- **Work required**
Find each line in the rows below that contains the word "every" and copy it, matching case exactly.

- **Material provided**
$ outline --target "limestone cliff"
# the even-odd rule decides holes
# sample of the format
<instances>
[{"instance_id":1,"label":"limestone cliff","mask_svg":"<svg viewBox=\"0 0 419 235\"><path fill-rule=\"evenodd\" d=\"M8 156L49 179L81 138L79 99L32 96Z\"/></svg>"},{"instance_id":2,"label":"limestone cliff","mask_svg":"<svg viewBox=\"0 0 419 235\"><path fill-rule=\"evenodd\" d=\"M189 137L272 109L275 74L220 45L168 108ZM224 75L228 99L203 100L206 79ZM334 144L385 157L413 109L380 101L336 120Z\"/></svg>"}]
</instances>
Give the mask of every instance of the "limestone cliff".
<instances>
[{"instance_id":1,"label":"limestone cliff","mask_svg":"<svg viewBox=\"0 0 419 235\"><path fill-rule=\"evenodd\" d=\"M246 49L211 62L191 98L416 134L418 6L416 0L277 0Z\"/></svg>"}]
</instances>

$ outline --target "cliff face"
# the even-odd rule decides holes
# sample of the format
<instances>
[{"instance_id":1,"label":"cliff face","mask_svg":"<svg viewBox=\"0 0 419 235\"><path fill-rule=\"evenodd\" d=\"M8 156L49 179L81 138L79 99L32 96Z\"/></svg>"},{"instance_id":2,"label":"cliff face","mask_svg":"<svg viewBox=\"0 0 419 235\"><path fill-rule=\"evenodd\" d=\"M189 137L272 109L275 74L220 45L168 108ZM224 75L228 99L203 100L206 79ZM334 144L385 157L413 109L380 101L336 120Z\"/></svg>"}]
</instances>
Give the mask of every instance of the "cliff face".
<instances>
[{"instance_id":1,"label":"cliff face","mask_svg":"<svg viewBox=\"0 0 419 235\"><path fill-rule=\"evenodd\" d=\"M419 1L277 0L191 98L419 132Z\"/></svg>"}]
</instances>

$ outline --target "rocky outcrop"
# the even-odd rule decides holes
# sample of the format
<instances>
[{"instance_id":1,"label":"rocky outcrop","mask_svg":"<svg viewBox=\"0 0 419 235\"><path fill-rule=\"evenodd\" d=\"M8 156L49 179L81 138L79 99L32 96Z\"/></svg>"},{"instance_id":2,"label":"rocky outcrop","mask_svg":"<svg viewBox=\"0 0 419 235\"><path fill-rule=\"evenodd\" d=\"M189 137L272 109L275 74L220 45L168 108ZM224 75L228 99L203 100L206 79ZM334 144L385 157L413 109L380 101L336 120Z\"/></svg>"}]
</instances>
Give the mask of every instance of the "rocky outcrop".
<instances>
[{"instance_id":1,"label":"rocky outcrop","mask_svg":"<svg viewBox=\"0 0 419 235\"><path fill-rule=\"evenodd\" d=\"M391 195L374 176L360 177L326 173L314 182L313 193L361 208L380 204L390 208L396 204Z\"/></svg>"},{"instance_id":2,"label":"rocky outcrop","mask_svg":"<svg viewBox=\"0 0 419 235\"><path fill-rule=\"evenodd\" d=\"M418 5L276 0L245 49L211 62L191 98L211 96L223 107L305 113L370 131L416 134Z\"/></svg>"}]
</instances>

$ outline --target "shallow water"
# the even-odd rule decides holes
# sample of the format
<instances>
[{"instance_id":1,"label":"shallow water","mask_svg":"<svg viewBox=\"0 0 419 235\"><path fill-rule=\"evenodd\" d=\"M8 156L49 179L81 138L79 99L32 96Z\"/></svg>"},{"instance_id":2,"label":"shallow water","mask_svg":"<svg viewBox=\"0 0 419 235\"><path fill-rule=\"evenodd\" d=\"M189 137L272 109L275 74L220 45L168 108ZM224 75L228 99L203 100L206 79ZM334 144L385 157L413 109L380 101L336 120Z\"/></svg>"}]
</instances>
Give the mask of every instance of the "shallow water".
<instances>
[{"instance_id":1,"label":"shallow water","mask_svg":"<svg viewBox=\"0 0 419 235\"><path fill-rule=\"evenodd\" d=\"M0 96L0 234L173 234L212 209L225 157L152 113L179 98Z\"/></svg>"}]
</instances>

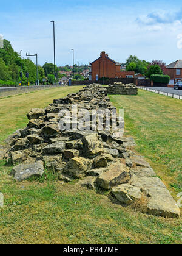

- **Written reply**
Give the mask of every instance of the "limestone cliff".
Give the mask of every instance of the "cliff face".
Give the mask of every instance of the "rocky outcrop".
Give the mask of every instance of the "shallow water".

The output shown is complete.